__EXTRACT TO READ__.
────────────────
I am actually not in favor of this proposal, given there are existing
solutions - including various Apache projects - which handle this:
including reading/writing to cloud storage: without needing a change to how
Spark itself operates.
The benefits, compared to existing approaches, is not clear.


Regards,
Mridul

On Mon, Dec 1, 2025 at 1:47 PM Aaron Dantley <[email protected]> wrote:

> Please remove me from this distribution list.
>
> Thanks
>
> On Mon, Dec 1, 2025 at 2:33 PM karuppayya <[email protected]>
> wrote:
>
>> Hi everyone,
>> Thank you all for your valuable comments and discussion on the design
>> document/this email. I have replied to the comments/concerns raised.
>> I welcome any other questions and to be challenged further.
>>
>> Also *Sun Chao* accepted to shepherd this proposal(Thank you!)
>>
>> If there are no other open questions by Wednesday morning (PST), I will
>> request Chao to open the official voting thread (which should give 72
>> hours for the process
>> <https://spark.apache.org/improvement-proposals.html>).
>>
>> - Karuppayya
>>
>> On Tue, Nov 18, 2025 at 12:38 PM Ángel Álvarez Pascua <
>> [email protected]> wrote:
>>
>>> One aspect that hasn’t been mentioned yet (or so I think) is the
>>> thread-level behavior of shuffle. In large workloads with many small
>>> shuffle blocks, I’ve repeatedly observed executors spawning hundreds of
>>> threads tied to shuffle fetch operations, Netty client handlers, and block
>>> file access.
────────────────
__DATASET EXCERPTS__.
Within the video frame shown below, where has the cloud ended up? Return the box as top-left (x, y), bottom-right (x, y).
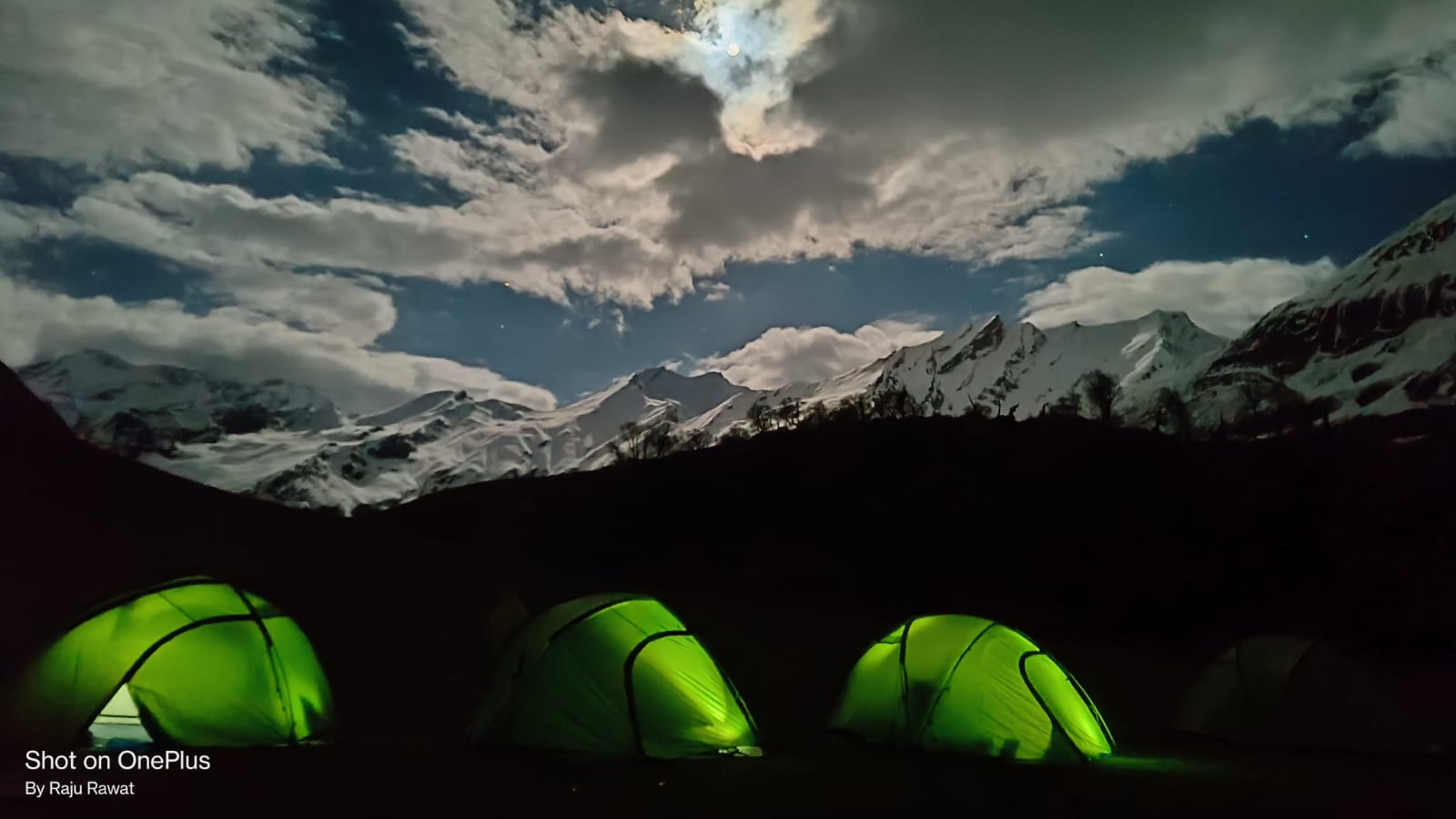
top-left (0, 272), bottom-right (556, 411)
top-left (699, 281), bottom-right (733, 301)
top-left (692, 319), bottom-right (941, 389)
top-left (0, 0), bottom-right (344, 169)
top-left (1347, 54), bottom-right (1456, 157)
top-left (1021, 258), bottom-right (1338, 339)
top-left (791, 0), bottom-right (1456, 148)
top-left (372, 0), bottom-right (1456, 308)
────────────────
__TASK 1__.
Copy out the records word for word, leaving out the picture.
__TASK 2__.
Continue the Spark shuffle proposal thread, picking up after its last sentence.
The Spark shuffle proposal thread and the records have no connection to each other.

__EXERCISE ANSWER 1__.
Within the video frame shown below, where has the cloud ended up? Return the box as top-left (x, y), bottom-right (x, y).
top-left (0, 272), bottom-right (556, 411)
top-left (699, 281), bottom-right (733, 301)
top-left (692, 319), bottom-right (941, 389)
top-left (0, 0), bottom-right (344, 169)
top-left (1347, 54), bottom-right (1456, 157)
top-left (1021, 258), bottom-right (1338, 339)
top-left (791, 0), bottom-right (1456, 148)
top-left (372, 0), bottom-right (1456, 308)

__EXERCISE ANSWER 2__.
>>> Since the proposal changes block granularity and fetch patterns, it
>>> would be valuable to explicitly consider how the consolidation stage
>>> affects:
>>> – the number of concurrent fetch operations
>>> – thread pool growth / saturation
>>> – Netty transport threads
>>> – memory pressure from large in-flight reads
>>>
>>> Btw, I find your proposal quite interesting.
>>>
>>> El mar, 18 nov 2025, 19:33, karuppayya <[email protected]>
>>> escribió:
>>>
>>>> Rishab, Wenchen, Murali,
>>>> Thank you very much for taking the time to review the proposal and for
>>>> providing such thoughtful and insightful comments/questions.
>>>>
>>>> *Rishab*,
>>>>
>>>>> * suitable across all storage systems*
>>>>
>>>> You are right that the suitability is somewhat subjective and dependent
>>>> on cloud provider used.
>>>> In general, the goal of ShuffleVault is to utilize the standard Hadoop
>>>> FileSystem APIs, which means it should work seamlessly with popular cloud
>>>> and distributed file systems (like S3, HDFS, GFS, etc.).
>>>> These systems share a similar nature and are designed for large files.
>>>>
>>>> *large file could create problems during retrieval.*
>>>>
>>>> We are mitigating this risk by ensuring that  tasks do not read the
>>>> entire consolidated file at once.
>>>> Instead, the implementation is designed to read the data in configured
>>>> blocks, rather than relying on a single read. *This behavior can be
>>>> refined/validated* to make it more robust.
>>>>
>>>> *Wenchen,*
>>>> I fully agree that the operational details around using cloud storage
>>>> for shuffle—specifically traffic throttling, cleanup guarantees
>>>> and overall request-related network cost — these are critical issues
>>>> that must be solved.
>>>> The consolidation stage is explicitly designed to mitigate the
>>>> throttling and accompanying cost issues .
>>>> *Throttling* - By consolidating shuffle data, this approach transforms
>>>> the read pattern from a multitude of small, random requests into fewer,
>>>> large, targeted ones. Particularly beneficial for modern cloud object
>>>> storage.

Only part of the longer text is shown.